* Brano citato
******

Quasi un’involuzione Nord-coreana.
Di più: la trasformazione degli Stati Uniti in una gigantesca comunità Amish
che si scalderà e s’illuminerà col carbone anziché i pannelli solari; che per
reagire all’invadenza delle auto tedesche – migliori, ecologiche, tecnologiche
e meno care – tornerà a cavalli e carrozze; che deperirà a uno stato di terzo
mondo psicologico, idolatrando armi, inquinamento e obesità.
Il virus trumpista è contagioso. Il
repubblicano Bob Corker del Tennessee, presidente della Commissione senatoriale
per le relazioni estere, sosteneva che il primo viaggio presidenziale fuori dai
confini americani aveva avuto un successo “vicino alla perfezione”. Rivediamone
le tappe. A Riad Trump ha deciso di rendere gregaria la politica Usa in Medio Oriente
a quella dell’Arabia Saudita: il paese più reazionario del mondo che odia
chiunque non sia musulmano sunnita, ex grande finanziatore di al Qaeda ma che
tutt’ora diffonde nel mondo il wahabismo, punto di partenza dogmatico del
terrorismo islamico.
Dopo essere stato scambiato per il
messia dagli israeliani per le promesse in campagna elettorale, a Gerusalemme
Trump ha detto che si era sbagliato: non si può e l’ambasciata americana
da Tel Aviv. L’avesse fatto, i sauditi avrebbero comprato dai russi le armi per
100 miliardi di dollari che avranno da Washington. Divertente e surreale la
scoperta di Trump: “Mi avevano detto che era uno degli accordi più duri da
raggiungere (la pace fra israeliani e palestinesi, n.d.r.). Ma sento che alla
fine ci riusciremo. Spero”. Ed è partito.
A Bruxelles e Taormina ha
delegittimato e insultato Nato, UE e G7 come a fatica avrebbe fatto Vladimir
Putin che quelle tre istituzioni odia e vorrebbe morte. In effetti Trump sembra
psicologicamente e non solo al servizio dei russi. Nemmeno la Talpa di John le
Carré infiltrata da Karla nell’MI6, era riuscita a fare tanti danni
all’Occidente. Sarà il caso, ma è interessante notare che nello tsunami
mondiale di dichiarazioni sbigottite e atterrite, l’unico a non criticare il
ripudio americano dell’accordo sul clima, è stato Putin: “Se lasciano gli
americani, l’accordo non può funzionare”. Un altro regalo all’amico russo la
cui economia vive solo d’idrocarburi e armi. Soldi per investire nelle
rinnovabili – come perfino i sauditi stanno facendo – a Mosca non ce ne sono.

******

* Dati forniti

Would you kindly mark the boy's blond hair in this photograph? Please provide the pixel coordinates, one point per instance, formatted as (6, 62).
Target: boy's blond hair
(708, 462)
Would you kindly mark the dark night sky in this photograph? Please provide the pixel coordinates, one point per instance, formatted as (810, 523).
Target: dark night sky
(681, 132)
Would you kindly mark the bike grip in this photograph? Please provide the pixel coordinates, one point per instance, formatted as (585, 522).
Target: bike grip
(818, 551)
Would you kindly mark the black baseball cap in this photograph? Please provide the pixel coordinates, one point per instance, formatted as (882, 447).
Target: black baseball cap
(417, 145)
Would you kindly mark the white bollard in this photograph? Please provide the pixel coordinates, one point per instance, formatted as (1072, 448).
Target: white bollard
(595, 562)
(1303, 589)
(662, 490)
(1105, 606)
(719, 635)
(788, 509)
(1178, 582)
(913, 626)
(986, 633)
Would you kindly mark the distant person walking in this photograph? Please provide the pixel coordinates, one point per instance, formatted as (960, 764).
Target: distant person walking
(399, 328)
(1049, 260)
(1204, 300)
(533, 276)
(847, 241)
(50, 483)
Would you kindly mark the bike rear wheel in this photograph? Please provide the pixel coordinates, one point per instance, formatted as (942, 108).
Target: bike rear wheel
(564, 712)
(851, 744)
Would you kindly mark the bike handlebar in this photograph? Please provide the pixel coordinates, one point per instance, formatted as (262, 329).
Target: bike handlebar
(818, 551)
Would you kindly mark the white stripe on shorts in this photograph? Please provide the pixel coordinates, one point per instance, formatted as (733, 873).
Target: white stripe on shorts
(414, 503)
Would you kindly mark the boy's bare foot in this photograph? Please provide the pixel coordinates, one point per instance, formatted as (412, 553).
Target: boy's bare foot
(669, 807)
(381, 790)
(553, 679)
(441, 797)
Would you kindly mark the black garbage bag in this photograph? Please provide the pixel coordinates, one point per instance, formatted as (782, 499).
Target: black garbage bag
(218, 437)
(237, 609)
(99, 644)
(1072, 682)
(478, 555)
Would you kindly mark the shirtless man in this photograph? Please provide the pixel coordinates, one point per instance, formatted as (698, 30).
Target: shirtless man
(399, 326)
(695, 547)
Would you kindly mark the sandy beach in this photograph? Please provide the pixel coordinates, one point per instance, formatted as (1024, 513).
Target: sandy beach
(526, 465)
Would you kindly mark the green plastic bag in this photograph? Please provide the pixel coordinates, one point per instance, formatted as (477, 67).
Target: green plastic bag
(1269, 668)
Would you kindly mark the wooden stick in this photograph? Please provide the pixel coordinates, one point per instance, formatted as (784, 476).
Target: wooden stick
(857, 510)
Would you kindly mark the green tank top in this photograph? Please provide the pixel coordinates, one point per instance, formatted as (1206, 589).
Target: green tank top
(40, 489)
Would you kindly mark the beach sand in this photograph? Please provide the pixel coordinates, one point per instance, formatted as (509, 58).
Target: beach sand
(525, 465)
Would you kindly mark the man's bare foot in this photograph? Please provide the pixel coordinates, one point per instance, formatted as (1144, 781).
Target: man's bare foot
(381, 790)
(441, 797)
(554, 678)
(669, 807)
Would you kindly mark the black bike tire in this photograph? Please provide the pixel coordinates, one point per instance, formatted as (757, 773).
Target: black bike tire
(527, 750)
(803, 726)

******

* Compiti da svolgere
(1) Riscrivi in forma più concisa il paragrafo del brano su Trump che comincia con «Il virus trumpista è contagioso», mantenendone i fatti principali.
(2) Prosegui il brano su Trump dopo la sua ultima frase.

* Elenco risposte
(1) Il virus trumpista è contagioso. Il repubblicano Bob Corker del Tennessee, presidente della Commissione senatoriale per le relazioni estere, definiva il primo viaggio presidenziale all'estero un successo "vicino alla perfezione". Eppure a Riad Trump ha reso la politica statunitense in Medio Oriente subordinata a quella dell'Arabia Saudita. Il paese è descritto come il più reazionario del mondo ed ex grande finanziatore di al Qaeda. Ancora oggi diffonde il wahabismo, punto di partenza dogmatico del terrorismo islamico.

(2)
Ammettiamolo. Per quanto sconcerti,
l’America di Donald Trump fa ridere. C’è sempre qualcosa di burlesco
nell’apparire e nel dire del presidente della più potente fra le nazioni. E di
triste come nelle comiche di Charlot. Eppure lo Sceriffo di Nottingham
travestito da Robin Hood, continua ad avere consenso fra i suoi elettori
“naturali” che il presidente-miliardario Trump continua a ingannare e vessare:
dalle riforme fiscali alla sanità, all’illusione che le miniere di carbone
della Pennsylvania torneranno a dare lavoro come un tempo.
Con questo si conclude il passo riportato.